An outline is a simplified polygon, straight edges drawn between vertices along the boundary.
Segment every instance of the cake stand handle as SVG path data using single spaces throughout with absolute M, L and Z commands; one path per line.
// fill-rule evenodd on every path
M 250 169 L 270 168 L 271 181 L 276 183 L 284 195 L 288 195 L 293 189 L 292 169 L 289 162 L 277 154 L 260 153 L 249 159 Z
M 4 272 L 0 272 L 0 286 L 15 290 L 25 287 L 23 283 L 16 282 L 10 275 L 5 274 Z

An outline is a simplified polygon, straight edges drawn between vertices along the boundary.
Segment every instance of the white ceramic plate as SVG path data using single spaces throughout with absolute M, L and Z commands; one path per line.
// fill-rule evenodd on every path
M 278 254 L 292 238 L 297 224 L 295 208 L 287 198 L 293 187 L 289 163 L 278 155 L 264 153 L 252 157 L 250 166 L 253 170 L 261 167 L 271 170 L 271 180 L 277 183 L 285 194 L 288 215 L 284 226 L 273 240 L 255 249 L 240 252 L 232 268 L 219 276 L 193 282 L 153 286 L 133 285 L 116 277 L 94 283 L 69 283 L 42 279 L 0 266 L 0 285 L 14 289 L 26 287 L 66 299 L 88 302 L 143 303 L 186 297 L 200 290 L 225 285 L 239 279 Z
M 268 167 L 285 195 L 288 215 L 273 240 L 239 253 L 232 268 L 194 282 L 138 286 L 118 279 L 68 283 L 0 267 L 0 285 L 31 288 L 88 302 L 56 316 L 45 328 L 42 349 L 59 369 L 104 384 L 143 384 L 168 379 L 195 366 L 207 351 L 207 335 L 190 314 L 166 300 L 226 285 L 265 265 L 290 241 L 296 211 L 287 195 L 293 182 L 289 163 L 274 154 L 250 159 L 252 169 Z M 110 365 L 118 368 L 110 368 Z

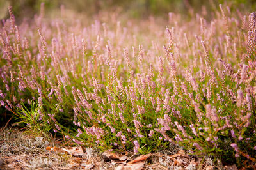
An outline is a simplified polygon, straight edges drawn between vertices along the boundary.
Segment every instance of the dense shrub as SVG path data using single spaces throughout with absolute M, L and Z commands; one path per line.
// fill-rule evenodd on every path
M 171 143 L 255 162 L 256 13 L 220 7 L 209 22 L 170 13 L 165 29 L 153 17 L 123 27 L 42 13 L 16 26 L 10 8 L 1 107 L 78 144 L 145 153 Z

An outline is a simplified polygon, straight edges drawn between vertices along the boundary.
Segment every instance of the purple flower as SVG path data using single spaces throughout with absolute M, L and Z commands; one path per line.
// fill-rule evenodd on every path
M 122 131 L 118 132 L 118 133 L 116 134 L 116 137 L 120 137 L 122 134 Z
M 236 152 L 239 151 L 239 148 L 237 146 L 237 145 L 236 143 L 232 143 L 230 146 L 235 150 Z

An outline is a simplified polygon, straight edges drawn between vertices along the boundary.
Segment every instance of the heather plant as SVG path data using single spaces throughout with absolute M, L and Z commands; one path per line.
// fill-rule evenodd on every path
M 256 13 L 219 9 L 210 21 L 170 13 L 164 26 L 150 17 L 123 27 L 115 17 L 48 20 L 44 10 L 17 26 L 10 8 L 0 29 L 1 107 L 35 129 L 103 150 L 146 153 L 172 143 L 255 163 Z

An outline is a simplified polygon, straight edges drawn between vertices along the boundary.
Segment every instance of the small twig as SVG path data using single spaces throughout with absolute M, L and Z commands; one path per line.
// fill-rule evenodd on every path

* _ARBEITSANWEISUNG_:
Gib alle Zeilen oben wortwörtlich wieder, aber ohne die Bilder.

* _ANTWORT_:
An outline is a simplified polygon, straight edges drawn between vertices along the boundary.
Segment every instance of the cake stand handle as SVG path data using single spaces throughout with absolute M, L and Z commands; one path per line.
// fill-rule evenodd on every path
M 250 169 L 270 168 L 271 181 L 276 183 L 284 195 L 288 195 L 293 189 L 292 169 L 289 162 L 277 154 L 260 153 L 249 159 Z
M 4 272 L 0 272 L 0 286 L 15 290 L 25 287 L 23 283 L 16 282 L 10 275 L 5 274 Z

An outline is a simplified polygon, straight edges drawn between vertices along the boundary.
Segment every instance of the white ceramic plate as SVG path data using single spaces throughout with absolute M, L and Z commands; one path per line.
// fill-rule evenodd on every path
M 278 254 L 292 238 L 297 224 L 295 208 L 287 198 L 293 187 L 289 163 L 278 155 L 264 153 L 252 157 L 250 166 L 253 170 L 261 167 L 271 170 L 271 180 L 277 183 L 285 194 L 288 215 L 284 226 L 273 240 L 255 249 L 240 252 L 232 268 L 219 276 L 193 282 L 153 286 L 133 285 L 116 277 L 94 283 L 69 283 L 42 279 L 0 266 L 0 285 L 14 289 L 26 287 L 66 299 L 88 302 L 143 303 L 186 297 L 200 290 L 225 285 L 239 279 Z
M 268 167 L 285 195 L 288 215 L 273 240 L 239 253 L 232 268 L 194 282 L 138 286 L 118 279 L 68 283 L 0 267 L 0 285 L 31 288 L 88 302 L 56 316 L 45 328 L 42 349 L 59 369 L 104 384 L 143 384 L 168 379 L 195 366 L 207 351 L 207 335 L 190 314 L 166 300 L 226 285 L 265 265 L 290 241 L 296 211 L 287 195 L 293 182 L 289 163 L 274 154 L 250 159 L 252 169 Z M 110 365 L 118 368 L 110 368 Z

An outline is a simplified polygon, straight edges drawn between vertices along the boundary.
Segment every instance of the dense shrub as SVG path data using single spaces throughout with absolute M, L and Z commands; one path per line.
// fill-rule evenodd on every path
M 171 143 L 255 162 L 256 13 L 220 7 L 209 22 L 170 13 L 165 29 L 153 17 L 123 27 L 42 13 L 16 26 L 10 8 L 1 107 L 78 144 L 145 153 Z

An outline is a simplified polygon, straight edges drawn between vertices along the boundary.
Segment every instance of the purple flower as SVG path data using single spaces throughout with absolute M, L and Z commands; one path per line.
// fill-rule evenodd on every path
M 122 131 L 118 132 L 118 133 L 116 134 L 116 137 L 120 137 L 122 134 Z
M 236 152 L 239 151 L 239 148 L 237 146 L 237 145 L 236 143 L 232 143 L 230 146 L 235 150 Z

An outline is a simplified polygon, straight edges drawn between vertices along the boundary.
Segment every instance of the heather plant as SVG path data using single spaces throughout with absolute M, L and Z commands; one path per line.
// fill-rule evenodd on every path
M 256 13 L 219 9 L 210 21 L 170 13 L 164 26 L 150 17 L 123 27 L 115 17 L 48 20 L 44 10 L 17 26 L 10 8 L 0 29 L 1 107 L 35 129 L 103 150 L 146 153 L 172 143 L 255 163 Z

An outline is a simplified polygon, straight edges drawn between vertices along the boundary.
Segment every instance of the small twig as SVG path data using single spaces throughout with absolute M, L and Z commands; one path per line.
// fill-rule evenodd on every path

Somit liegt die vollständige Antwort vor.